* **EXERCISE BRIEF**
Can you reproduce the lines word for word, from the very first line of the records through the line containing "[8,88,83,153]"?

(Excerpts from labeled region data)

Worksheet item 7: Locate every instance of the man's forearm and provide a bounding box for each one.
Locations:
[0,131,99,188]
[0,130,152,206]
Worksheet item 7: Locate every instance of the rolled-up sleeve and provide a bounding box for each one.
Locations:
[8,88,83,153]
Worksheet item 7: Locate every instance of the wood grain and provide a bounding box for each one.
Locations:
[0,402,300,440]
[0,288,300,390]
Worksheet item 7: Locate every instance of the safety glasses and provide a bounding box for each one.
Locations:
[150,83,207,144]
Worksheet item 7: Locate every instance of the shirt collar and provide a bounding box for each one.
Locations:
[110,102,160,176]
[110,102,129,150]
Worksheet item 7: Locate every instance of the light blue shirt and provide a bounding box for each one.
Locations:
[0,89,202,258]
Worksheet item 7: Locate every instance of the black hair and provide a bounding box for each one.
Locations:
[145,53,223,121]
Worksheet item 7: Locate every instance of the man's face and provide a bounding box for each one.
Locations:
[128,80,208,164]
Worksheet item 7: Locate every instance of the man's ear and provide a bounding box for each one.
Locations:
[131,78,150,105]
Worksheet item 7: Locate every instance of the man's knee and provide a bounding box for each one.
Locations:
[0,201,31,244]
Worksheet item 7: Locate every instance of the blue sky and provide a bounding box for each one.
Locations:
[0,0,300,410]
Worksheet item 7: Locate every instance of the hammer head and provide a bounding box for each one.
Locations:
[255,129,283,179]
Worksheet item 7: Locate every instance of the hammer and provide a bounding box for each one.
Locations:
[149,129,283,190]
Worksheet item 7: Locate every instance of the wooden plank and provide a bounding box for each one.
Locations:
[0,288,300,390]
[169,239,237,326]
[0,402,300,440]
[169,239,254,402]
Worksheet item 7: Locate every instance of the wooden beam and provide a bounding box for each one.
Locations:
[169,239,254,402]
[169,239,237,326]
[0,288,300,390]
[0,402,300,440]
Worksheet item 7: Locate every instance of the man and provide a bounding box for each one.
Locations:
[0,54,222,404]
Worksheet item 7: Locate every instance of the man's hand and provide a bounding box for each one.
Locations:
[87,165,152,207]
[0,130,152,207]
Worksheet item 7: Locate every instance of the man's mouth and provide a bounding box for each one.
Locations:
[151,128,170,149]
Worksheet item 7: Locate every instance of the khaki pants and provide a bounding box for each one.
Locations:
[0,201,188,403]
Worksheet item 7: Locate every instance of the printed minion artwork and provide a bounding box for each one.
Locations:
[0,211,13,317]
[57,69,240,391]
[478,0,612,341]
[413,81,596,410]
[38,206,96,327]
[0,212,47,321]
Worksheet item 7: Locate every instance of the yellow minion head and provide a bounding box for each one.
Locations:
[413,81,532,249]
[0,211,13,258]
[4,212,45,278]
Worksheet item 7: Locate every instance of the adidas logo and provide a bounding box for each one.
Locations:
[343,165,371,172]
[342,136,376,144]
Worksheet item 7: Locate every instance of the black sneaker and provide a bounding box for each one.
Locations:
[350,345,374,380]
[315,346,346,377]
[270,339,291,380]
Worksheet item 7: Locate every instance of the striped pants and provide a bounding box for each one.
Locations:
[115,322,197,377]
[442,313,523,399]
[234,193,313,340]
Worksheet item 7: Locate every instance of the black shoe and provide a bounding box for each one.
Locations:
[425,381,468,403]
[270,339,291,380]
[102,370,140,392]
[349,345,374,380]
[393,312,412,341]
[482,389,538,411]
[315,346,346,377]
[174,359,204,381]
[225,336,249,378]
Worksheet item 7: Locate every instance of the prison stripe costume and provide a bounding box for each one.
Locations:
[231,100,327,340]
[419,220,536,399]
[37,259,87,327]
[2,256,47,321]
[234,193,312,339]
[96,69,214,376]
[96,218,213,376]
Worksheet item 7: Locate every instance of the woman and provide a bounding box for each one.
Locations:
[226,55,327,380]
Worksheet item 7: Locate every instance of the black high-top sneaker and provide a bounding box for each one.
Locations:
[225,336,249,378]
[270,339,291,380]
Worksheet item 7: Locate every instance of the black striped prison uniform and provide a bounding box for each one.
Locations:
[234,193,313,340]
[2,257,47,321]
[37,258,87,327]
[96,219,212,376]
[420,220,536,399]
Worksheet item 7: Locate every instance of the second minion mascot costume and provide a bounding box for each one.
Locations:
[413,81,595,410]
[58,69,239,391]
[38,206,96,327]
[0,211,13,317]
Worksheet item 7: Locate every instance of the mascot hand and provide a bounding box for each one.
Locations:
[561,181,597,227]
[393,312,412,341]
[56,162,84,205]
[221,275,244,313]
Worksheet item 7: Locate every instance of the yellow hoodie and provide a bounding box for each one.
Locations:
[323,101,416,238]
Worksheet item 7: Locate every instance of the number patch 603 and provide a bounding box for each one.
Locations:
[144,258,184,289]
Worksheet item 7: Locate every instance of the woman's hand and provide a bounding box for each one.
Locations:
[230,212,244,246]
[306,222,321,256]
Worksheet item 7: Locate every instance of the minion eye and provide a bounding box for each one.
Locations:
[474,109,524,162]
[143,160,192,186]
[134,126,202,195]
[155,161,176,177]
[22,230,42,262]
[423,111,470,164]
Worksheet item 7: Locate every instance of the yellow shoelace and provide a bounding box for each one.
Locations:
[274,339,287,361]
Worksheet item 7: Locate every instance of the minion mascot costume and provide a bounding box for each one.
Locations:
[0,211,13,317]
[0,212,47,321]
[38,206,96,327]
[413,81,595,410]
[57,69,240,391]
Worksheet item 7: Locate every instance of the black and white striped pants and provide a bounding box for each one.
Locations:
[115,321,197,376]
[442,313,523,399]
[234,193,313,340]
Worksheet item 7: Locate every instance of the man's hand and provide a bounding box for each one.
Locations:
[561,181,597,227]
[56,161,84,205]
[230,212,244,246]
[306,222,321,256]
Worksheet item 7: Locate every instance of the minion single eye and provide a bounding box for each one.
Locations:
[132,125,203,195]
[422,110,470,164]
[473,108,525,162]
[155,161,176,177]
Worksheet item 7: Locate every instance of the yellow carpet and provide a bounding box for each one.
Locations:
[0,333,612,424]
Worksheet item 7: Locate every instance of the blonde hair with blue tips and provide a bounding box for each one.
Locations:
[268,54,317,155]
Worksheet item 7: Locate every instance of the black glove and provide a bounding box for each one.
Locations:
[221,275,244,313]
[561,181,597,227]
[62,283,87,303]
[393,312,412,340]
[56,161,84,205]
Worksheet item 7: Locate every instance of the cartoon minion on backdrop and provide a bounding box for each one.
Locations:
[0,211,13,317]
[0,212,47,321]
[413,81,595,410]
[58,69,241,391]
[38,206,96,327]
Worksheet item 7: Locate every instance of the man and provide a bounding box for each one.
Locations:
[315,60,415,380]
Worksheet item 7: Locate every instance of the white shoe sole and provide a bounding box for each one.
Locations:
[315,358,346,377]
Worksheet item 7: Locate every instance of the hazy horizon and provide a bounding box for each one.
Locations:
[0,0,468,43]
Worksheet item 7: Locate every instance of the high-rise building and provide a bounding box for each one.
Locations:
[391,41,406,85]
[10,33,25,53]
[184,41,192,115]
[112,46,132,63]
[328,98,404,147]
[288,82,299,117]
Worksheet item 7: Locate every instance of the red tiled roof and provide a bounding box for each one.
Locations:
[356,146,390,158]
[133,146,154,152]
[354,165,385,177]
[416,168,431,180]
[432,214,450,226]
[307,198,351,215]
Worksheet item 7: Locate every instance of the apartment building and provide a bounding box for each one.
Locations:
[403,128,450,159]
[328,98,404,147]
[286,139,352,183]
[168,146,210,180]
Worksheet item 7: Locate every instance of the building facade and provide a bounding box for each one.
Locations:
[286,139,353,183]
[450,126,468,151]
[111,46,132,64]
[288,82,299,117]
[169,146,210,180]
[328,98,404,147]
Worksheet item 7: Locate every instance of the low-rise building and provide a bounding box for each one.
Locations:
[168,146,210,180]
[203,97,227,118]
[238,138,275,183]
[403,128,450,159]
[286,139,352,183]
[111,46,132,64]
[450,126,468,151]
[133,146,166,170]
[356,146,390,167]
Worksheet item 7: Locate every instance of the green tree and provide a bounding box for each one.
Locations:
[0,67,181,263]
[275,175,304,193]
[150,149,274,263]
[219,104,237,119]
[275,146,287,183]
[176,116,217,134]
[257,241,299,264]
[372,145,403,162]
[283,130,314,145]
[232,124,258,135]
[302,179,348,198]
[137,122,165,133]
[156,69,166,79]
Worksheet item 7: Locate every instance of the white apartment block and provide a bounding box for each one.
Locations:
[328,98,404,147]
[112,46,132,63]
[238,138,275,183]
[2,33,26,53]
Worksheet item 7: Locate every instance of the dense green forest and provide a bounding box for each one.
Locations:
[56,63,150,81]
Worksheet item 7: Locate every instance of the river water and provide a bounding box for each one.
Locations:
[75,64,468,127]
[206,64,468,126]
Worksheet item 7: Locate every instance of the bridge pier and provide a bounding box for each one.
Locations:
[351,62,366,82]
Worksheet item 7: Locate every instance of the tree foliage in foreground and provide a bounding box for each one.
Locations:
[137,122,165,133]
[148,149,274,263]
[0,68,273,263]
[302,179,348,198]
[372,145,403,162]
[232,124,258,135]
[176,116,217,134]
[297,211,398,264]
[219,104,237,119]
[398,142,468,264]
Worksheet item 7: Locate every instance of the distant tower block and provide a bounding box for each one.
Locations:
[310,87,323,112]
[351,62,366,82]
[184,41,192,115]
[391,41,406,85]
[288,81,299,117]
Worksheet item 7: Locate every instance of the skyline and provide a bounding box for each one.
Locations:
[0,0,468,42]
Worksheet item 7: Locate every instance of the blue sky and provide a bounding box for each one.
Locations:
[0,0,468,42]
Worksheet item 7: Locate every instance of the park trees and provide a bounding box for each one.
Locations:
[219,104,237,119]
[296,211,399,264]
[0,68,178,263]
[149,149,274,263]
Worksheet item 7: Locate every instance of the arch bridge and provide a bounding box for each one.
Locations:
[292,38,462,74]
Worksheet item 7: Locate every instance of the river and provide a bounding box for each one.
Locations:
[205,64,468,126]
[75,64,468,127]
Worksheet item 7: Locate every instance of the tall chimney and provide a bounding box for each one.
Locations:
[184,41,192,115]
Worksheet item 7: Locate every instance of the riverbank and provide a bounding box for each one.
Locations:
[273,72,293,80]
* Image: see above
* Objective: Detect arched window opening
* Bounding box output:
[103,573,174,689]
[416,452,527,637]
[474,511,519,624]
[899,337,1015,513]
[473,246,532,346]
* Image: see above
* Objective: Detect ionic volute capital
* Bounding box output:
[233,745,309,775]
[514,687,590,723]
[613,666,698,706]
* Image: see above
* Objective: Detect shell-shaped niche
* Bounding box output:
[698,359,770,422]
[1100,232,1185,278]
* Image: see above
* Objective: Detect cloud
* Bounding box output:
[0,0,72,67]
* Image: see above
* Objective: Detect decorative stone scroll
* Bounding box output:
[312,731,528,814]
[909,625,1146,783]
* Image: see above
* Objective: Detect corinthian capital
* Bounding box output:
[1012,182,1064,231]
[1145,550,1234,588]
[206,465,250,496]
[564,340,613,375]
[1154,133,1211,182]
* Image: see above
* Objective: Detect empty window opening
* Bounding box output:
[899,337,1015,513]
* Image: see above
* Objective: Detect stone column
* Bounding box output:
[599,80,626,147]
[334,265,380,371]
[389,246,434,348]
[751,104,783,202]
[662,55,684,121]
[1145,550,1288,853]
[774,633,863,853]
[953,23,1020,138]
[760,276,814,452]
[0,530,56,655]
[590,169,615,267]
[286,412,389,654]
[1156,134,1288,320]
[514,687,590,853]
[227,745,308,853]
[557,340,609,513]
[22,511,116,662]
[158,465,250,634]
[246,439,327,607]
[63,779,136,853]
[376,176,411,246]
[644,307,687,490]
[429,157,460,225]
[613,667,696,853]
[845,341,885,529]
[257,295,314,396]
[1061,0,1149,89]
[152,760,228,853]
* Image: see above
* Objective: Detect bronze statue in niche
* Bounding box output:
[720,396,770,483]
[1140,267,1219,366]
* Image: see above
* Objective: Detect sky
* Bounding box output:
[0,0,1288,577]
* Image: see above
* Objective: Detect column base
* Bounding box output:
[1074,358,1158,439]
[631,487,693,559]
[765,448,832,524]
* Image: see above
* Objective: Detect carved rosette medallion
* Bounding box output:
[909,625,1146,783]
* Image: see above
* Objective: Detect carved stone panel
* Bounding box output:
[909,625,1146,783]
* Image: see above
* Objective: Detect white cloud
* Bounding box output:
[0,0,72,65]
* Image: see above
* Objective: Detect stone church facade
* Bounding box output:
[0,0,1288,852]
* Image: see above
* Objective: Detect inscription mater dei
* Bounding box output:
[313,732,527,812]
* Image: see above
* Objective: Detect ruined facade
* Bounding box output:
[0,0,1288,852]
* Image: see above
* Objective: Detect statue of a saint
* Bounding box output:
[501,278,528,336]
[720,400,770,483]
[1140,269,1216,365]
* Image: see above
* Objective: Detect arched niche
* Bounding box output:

* **FINISHED EXERCISE**
Worksheet item 7: Locate every instance of the man's forearm and provide a bounding box for each one.
Locations:
[0,131,99,188]
[0,130,152,206]
Worksheet item 7: Locate every instance of the rolled-up sleeve and provide a bounding box for each one.
Locations:
[8,88,83,153]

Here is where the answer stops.